● Objective: All of the data must be printed exactly; please include every line.

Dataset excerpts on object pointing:
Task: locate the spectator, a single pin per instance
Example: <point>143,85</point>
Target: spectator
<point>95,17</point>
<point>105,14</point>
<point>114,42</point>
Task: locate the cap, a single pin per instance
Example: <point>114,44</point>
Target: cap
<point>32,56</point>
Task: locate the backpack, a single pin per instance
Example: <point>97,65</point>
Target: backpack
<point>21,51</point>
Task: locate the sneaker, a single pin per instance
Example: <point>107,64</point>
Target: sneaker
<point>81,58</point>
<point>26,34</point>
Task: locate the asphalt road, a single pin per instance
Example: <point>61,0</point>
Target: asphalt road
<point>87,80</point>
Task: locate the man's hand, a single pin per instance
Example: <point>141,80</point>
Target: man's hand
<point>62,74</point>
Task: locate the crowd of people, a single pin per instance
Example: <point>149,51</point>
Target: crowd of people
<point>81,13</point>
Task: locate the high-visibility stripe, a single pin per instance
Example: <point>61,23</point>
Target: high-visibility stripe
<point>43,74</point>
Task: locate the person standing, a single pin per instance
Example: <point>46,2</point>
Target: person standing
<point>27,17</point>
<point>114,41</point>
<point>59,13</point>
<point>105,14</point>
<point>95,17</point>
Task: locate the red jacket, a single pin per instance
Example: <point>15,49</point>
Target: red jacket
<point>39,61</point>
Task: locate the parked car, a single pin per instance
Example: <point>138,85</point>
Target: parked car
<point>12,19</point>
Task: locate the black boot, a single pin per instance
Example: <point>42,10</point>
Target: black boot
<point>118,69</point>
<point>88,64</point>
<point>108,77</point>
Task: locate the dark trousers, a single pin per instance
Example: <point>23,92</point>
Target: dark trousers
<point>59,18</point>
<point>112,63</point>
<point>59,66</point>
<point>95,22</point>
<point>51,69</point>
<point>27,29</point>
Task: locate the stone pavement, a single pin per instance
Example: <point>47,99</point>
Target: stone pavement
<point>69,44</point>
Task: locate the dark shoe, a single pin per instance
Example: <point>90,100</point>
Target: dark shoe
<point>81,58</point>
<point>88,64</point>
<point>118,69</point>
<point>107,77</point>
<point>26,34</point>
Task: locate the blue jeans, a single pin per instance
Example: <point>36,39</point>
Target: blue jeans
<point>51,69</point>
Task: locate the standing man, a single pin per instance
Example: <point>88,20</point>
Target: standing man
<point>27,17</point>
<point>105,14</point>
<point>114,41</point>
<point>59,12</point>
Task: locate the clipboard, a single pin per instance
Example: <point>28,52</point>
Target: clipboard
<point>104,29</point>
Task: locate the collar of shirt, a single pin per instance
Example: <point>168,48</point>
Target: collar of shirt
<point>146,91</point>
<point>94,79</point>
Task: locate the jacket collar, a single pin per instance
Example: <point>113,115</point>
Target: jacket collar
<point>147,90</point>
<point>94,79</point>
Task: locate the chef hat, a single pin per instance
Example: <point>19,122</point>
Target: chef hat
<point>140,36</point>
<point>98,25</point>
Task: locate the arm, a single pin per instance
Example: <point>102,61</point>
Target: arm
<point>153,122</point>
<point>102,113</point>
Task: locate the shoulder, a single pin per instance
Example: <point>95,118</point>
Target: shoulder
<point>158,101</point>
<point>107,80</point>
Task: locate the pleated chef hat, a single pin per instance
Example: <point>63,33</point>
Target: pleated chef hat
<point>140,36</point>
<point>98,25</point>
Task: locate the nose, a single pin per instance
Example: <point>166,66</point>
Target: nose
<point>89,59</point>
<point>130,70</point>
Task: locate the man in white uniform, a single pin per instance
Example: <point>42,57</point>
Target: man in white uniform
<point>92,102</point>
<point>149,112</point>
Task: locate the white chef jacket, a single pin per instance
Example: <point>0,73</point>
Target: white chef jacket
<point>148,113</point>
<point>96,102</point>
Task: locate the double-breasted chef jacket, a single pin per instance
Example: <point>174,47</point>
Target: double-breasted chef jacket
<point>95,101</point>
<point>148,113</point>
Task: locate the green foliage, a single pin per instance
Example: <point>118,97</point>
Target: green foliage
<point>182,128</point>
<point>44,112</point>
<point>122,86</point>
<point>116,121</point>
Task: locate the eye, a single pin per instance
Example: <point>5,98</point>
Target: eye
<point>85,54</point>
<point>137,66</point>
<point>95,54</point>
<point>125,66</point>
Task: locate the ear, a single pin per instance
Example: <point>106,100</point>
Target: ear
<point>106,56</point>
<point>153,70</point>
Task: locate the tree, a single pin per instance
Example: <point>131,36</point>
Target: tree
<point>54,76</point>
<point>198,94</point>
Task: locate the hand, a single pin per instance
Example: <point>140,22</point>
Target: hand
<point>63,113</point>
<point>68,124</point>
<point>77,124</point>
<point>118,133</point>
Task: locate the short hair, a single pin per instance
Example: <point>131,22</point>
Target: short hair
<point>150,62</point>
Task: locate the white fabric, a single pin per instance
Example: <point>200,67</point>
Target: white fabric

● Result of this exercise:
Task: locate the spectator, a single pin per instance
Example: <point>143,85</point>
Target: spectator
<point>95,17</point>
<point>105,14</point>
<point>114,42</point>
Task: locate the cap, a single pin per instance
Example: <point>114,44</point>
Target: cap
<point>32,56</point>
Task: locate the backpack, a single pin per instance
Example: <point>97,65</point>
Target: backpack
<point>21,51</point>
Task: locate the sneaker, a single pin per instance
Example: <point>107,64</point>
Target: sneaker
<point>81,58</point>
<point>26,34</point>
Task: locate the asphalt road, a single pin per instance
Example: <point>61,0</point>
Target: asphalt road
<point>87,80</point>
Task: locate the man's hand, a single pin per instance
Example: <point>141,80</point>
Target: man's hand
<point>62,74</point>
Task: locate the crowd of people, a single pin per instance
Example: <point>149,51</point>
Target: crowd of people
<point>81,13</point>
Task: locate the high-visibility stripe, a single pin per instance
Example: <point>61,23</point>
Target: high-visibility stripe
<point>43,74</point>
Task: locate the person standing, a single pin per instance
Example: <point>46,2</point>
Target: person standing
<point>27,17</point>
<point>114,41</point>
<point>59,13</point>
<point>105,14</point>
<point>95,17</point>
Task: locate the red jacket, a single pin per instance
Example: <point>15,49</point>
Target: red jacket
<point>39,61</point>
Task: locate the parked car, a single pin per instance
Example: <point>138,85</point>
Target: parked car
<point>12,19</point>
Task: locate the black boot, a single pin per instance
Example: <point>42,10</point>
Target: black boot
<point>118,69</point>
<point>88,64</point>
<point>108,77</point>
Task: locate the dark trousers, a single pin per instance
Example: <point>23,92</point>
Target: dark trousers
<point>59,18</point>
<point>112,63</point>
<point>59,66</point>
<point>95,22</point>
<point>51,69</point>
<point>27,29</point>
Task: locate the stone pavement, a single pin per instance
Example: <point>47,99</point>
Target: stone pavement
<point>69,44</point>
Task: locate the dark shoe, a single pin per instance
Example: <point>90,100</point>
Target: dark shoe
<point>81,58</point>
<point>88,64</point>
<point>118,69</point>
<point>107,77</point>
<point>26,34</point>
Task: locate the blue jeans, a single pin per instance
Example: <point>36,39</point>
Target: blue jeans
<point>51,69</point>
Task: locate the standing man, a single pin per instance
Example: <point>88,20</point>
Target: standing man
<point>27,17</point>
<point>105,14</point>
<point>114,41</point>
<point>59,12</point>
Task: locate the clipboard, a single pin per instance
Example: <point>28,52</point>
Target: clipboard
<point>104,29</point>
Task: locate the collar of shirt, a single pin per instance
Example: <point>168,48</point>
Target: collar of shirt
<point>146,91</point>
<point>94,79</point>
Task: locate the jacket collar, a single pin per instance
Example: <point>113,115</point>
Target: jacket collar
<point>147,90</point>
<point>94,79</point>
Task: locate the chef hat, a single pin per instance
Example: <point>19,122</point>
Target: chef hat
<point>140,36</point>
<point>98,25</point>
Task: locate the arm, a single pin per instance
Example: <point>102,61</point>
Target: arm
<point>153,122</point>
<point>102,113</point>
Task: locate the shoulder, a single pin per instance
Example: <point>95,118</point>
Target: shoulder
<point>158,101</point>
<point>107,80</point>
Task: locate the pleated chef hat, a single pin per instance
Example: <point>63,33</point>
Target: pleated chef hat
<point>140,36</point>
<point>98,25</point>
Task: locate the nose, a single pin per instance
Example: <point>166,66</point>
Target: nose
<point>89,59</point>
<point>130,70</point>
Task: locate the man in white uniform, a single pin per instance
Example: <point>42,57</point>
Target: man in white uniform
<point>92,102</point>
<point>149,112</point>
Task: locate the white chef jacket, a single pin per instance
Example: <point>0,73</point>
Target: white chef jacket
<point>148,113</point>
<point>96,102</point>
Task: locate the double-breasted chef jacket, a single pin per instance
Example: <point>174,47</point>
Target: double-breasted chef jacket
<point>95,101</point>
<point>148,113</point>
Task: locate the green foliage, a single pin per instance
Example: <point>118,97</point>
Target: green foliage
<point>182,128</point>
<point>44,112</point>
<point>122,86</point>
<point>116,121</point>
Task: locate the eye, a single pin per instance
Example: <point>5,98</point>
Target: eye
<point>85,54</point>
<point>137,66</point>
<point>95,54</point>
<point>125,66</point>
Task: locate the ear, a single pin per instance
Example: <point>106,100</point>
Target: ear
<point>106,56</point>
<point>153,70</point>
Task: locate the tree, a single pin per instance
Example: <point>131,36</point>
Target: tree
<point>54,76</point>
<point>198,94</point>
Task: locate the hand, a single pin per instance
Example: <point>140,22</point>
Target: hand
<point>63,113</point>
<point>68,124</point>
<point>77,124</point>
<point>118,133</point>
Task: locate the short hair, a single pin per instance
Example: <point>131,22</point>
Target: short hair
<point>150,62</point>
Task: locate the white fabric, a single pin per instance
Example: <point>200,67</point>
Target: white fabric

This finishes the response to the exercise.